■ Stated task: Copy the lines of the data below that run from the line with "Target: car roof" through the line with "[(153, 70)]", both ends included, and nothing else.

Recorded data
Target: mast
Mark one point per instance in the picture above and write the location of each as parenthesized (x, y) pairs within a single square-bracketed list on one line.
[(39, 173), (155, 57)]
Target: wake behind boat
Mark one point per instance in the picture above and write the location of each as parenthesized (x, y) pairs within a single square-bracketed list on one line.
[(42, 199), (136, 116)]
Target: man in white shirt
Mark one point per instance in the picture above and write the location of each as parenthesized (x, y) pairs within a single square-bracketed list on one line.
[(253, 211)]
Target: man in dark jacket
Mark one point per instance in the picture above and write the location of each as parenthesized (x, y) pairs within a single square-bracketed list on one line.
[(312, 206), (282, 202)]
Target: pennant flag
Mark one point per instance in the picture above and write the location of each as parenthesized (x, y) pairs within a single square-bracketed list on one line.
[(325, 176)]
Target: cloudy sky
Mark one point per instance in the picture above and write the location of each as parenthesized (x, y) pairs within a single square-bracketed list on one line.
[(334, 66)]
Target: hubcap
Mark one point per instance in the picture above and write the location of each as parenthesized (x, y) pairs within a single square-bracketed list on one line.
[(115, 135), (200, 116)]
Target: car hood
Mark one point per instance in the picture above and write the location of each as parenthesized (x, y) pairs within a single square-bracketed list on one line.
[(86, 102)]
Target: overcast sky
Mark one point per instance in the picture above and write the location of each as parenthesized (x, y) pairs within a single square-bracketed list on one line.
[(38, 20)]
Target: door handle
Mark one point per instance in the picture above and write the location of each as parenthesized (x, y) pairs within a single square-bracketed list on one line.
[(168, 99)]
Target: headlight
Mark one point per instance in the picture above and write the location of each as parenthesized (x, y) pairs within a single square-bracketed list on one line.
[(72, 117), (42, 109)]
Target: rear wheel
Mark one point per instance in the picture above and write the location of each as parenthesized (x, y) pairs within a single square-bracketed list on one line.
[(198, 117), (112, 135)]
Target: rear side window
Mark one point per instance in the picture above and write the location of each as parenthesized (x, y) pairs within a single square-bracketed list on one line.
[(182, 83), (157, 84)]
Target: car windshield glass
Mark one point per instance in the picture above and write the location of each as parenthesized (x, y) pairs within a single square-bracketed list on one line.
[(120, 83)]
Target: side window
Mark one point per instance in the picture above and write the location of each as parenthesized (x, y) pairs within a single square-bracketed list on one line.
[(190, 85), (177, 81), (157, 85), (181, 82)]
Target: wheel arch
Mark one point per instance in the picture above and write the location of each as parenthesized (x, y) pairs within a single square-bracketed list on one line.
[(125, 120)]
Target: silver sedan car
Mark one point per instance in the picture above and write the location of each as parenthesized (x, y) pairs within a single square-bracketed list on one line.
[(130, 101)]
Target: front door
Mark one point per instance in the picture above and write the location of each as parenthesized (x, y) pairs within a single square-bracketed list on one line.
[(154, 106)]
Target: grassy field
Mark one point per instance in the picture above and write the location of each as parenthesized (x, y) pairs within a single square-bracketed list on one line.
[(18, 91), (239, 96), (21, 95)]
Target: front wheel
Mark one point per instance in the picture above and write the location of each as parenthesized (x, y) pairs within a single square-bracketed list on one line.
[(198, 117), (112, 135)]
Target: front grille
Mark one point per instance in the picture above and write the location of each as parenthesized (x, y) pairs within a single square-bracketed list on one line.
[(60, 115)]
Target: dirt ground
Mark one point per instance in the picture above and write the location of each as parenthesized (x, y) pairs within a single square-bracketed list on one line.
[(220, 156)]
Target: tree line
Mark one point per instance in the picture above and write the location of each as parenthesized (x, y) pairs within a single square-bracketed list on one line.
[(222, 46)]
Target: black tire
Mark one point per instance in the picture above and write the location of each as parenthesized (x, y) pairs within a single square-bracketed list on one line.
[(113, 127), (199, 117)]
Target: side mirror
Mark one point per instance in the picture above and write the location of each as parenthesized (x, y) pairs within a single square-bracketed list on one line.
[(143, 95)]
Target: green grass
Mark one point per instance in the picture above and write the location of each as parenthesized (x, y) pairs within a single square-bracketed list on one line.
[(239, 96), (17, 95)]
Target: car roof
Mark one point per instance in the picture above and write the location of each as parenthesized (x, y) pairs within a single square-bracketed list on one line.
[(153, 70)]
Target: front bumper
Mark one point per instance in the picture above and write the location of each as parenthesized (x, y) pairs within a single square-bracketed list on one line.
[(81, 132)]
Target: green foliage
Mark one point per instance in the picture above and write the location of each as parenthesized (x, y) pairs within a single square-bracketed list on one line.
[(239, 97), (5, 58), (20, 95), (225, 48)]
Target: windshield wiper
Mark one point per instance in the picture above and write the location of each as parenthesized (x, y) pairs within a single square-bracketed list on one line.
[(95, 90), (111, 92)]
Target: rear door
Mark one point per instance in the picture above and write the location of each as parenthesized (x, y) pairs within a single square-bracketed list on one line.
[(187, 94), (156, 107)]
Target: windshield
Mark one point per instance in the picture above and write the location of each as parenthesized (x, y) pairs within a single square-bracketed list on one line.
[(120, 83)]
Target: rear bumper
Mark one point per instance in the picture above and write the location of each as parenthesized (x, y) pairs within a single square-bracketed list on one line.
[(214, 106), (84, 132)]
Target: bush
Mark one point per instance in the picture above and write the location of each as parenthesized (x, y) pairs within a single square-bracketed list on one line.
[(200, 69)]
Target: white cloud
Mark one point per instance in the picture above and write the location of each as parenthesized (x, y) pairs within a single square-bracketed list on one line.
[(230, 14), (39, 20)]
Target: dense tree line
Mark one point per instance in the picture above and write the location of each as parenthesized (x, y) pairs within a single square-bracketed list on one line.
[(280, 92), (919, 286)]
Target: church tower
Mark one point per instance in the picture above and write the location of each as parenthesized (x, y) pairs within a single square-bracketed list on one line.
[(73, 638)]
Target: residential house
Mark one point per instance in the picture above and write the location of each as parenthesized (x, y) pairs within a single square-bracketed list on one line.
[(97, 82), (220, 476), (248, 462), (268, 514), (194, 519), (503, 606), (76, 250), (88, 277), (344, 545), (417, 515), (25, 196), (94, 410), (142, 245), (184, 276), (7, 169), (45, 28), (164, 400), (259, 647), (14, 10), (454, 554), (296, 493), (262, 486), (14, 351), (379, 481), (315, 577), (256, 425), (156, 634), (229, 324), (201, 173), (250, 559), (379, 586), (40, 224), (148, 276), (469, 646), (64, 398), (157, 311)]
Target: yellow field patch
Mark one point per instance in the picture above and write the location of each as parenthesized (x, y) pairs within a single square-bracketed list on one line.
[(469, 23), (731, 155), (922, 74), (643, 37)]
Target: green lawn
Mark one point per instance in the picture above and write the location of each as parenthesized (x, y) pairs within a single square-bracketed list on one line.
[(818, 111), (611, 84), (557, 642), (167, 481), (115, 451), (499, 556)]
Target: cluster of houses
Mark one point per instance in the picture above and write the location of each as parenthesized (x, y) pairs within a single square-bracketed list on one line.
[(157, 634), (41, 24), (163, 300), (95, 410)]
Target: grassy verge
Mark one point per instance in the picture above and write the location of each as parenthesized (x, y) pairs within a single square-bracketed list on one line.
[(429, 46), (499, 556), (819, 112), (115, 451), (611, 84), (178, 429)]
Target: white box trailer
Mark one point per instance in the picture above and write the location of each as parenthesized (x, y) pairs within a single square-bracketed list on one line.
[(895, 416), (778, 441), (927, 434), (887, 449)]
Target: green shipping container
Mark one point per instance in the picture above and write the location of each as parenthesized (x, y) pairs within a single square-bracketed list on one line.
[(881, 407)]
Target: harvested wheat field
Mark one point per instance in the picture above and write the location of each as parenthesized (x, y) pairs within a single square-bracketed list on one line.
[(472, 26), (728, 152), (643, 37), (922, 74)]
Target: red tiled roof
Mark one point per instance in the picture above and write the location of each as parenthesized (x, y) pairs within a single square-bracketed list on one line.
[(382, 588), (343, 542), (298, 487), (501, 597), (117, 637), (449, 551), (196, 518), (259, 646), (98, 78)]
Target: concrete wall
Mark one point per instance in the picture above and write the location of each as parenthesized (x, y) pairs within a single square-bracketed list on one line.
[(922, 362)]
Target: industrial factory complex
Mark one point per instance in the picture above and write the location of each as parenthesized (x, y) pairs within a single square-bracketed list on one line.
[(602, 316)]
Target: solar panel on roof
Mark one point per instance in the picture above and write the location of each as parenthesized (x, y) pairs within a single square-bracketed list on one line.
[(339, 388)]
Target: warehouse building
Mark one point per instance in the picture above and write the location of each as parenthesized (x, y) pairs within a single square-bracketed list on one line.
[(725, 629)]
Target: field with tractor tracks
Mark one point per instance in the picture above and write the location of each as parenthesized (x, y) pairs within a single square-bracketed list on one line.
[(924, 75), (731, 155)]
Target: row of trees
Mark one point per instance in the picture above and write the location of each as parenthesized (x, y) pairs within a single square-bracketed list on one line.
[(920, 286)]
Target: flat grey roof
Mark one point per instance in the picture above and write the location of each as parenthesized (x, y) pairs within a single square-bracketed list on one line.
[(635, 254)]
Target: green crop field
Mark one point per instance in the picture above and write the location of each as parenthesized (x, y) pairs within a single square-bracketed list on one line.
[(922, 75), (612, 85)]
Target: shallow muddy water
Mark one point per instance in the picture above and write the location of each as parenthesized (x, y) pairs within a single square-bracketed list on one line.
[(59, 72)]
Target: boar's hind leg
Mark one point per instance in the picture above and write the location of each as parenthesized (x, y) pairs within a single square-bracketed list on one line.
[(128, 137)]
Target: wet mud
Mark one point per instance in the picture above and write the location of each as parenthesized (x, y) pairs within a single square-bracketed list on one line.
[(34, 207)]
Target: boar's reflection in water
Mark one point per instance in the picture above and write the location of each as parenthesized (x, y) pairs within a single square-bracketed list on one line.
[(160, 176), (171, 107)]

■ Result of the exercise:
Target: car roof
Mark one point per instance in the picture above and write the location of each as parenthesized (x, y) pairs within a single square-bracketed list on one line.
[(153, 70)]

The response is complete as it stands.